Goal:
Please show each line in the entries below that contains the word "shirtless". Treat the match as case-sensitive.

Point labeling examples
● ● ● ● ●

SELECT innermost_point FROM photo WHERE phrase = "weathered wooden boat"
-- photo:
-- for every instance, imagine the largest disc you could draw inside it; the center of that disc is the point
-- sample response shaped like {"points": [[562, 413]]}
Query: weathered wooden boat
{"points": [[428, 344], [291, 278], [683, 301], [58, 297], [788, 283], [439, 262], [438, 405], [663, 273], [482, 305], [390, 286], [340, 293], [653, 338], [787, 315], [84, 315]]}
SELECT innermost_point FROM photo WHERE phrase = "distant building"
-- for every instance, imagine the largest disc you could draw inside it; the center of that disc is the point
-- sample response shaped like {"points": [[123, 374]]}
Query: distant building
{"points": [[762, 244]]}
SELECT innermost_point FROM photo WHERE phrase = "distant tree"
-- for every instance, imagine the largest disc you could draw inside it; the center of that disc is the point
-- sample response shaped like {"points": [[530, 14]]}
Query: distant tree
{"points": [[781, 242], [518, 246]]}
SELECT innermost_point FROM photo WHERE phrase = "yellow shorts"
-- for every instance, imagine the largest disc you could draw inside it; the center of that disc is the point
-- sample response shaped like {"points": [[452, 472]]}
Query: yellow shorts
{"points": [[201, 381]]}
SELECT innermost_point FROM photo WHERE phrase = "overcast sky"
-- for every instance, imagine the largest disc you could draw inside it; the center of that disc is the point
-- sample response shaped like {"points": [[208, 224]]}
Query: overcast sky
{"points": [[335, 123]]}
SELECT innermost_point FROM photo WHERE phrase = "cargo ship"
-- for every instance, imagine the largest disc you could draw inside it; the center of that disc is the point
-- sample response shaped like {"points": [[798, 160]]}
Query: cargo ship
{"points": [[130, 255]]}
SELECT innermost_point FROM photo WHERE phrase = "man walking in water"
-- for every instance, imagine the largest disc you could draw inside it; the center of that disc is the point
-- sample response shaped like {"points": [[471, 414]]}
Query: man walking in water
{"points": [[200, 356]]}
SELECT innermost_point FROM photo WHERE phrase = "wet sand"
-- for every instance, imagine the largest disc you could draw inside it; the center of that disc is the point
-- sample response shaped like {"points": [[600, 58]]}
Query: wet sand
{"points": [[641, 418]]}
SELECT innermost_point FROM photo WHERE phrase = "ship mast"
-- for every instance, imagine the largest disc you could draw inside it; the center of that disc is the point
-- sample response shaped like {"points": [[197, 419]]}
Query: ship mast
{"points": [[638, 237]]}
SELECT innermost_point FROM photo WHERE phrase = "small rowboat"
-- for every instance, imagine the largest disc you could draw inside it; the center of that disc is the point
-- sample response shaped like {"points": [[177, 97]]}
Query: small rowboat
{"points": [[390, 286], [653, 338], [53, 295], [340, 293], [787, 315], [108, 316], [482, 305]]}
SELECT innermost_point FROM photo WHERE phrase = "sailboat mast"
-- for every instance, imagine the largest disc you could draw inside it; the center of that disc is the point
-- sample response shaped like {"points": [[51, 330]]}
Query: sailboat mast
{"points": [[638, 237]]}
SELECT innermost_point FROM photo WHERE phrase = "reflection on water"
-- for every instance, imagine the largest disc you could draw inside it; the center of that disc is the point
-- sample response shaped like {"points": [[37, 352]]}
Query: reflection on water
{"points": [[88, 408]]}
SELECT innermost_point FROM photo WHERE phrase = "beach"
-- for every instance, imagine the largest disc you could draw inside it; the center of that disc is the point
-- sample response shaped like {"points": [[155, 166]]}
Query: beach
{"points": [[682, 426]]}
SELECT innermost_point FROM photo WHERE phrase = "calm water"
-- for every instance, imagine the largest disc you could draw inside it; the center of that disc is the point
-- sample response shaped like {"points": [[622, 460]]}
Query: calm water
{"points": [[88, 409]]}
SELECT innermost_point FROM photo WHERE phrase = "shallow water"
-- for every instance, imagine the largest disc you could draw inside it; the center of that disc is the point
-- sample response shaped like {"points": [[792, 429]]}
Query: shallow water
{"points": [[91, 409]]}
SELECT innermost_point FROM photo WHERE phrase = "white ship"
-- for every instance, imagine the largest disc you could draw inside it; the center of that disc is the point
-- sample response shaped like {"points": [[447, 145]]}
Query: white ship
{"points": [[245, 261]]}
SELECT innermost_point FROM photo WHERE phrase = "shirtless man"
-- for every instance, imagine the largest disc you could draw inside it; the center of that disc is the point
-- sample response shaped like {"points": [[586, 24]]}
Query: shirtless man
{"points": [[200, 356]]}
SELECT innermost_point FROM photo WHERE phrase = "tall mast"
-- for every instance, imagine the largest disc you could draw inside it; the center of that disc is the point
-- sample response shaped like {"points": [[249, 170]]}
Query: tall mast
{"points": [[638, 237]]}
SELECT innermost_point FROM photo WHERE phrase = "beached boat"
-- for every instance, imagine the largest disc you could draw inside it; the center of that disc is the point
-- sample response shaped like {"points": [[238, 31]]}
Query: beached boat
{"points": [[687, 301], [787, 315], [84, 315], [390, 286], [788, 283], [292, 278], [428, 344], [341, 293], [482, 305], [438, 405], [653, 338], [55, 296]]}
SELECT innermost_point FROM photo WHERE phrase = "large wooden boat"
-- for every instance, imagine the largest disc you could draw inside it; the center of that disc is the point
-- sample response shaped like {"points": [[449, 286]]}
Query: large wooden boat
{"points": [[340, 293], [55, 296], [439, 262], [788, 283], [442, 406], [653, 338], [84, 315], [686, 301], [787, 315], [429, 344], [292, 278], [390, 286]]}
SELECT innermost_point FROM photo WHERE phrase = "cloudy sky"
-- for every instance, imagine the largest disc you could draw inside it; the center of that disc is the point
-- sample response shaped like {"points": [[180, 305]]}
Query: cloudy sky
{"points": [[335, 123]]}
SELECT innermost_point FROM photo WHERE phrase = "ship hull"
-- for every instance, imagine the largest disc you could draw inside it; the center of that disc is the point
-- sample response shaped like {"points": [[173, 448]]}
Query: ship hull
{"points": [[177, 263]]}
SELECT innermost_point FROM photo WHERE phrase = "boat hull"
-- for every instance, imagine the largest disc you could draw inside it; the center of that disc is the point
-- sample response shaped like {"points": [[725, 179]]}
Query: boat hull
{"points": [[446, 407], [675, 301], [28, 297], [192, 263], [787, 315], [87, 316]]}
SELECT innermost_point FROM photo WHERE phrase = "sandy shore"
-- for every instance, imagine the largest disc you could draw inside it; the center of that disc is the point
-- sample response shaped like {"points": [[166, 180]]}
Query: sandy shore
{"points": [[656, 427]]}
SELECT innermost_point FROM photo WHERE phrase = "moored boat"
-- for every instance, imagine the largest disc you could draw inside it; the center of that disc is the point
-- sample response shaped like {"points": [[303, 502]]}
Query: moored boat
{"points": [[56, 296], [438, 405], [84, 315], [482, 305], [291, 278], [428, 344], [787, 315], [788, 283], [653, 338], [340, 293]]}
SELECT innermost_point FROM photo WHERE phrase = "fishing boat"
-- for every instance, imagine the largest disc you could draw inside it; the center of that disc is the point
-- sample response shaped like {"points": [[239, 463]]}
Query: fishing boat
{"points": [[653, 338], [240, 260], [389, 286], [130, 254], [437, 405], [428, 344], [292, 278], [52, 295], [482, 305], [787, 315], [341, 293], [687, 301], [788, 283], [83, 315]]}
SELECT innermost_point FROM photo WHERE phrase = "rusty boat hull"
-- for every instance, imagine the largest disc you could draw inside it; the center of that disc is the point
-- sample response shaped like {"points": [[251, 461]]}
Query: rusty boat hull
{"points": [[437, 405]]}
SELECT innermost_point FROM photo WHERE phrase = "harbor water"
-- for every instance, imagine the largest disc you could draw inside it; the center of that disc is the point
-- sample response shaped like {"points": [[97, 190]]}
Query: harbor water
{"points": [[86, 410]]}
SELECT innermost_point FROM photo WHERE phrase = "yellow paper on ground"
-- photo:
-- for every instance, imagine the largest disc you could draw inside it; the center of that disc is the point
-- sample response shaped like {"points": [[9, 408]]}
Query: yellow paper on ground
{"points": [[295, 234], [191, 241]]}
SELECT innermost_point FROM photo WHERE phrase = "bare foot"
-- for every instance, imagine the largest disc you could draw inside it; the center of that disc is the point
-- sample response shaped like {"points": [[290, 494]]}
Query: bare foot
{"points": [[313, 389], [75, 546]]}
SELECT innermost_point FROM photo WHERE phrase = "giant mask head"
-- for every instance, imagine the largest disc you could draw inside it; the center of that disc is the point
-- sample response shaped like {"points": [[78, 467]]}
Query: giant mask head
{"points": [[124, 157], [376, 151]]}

● ● ● ● ●

Output below:
SELECT innermost_point FROM photo WHERE phrase = "shirtless man"
Query: shirtless man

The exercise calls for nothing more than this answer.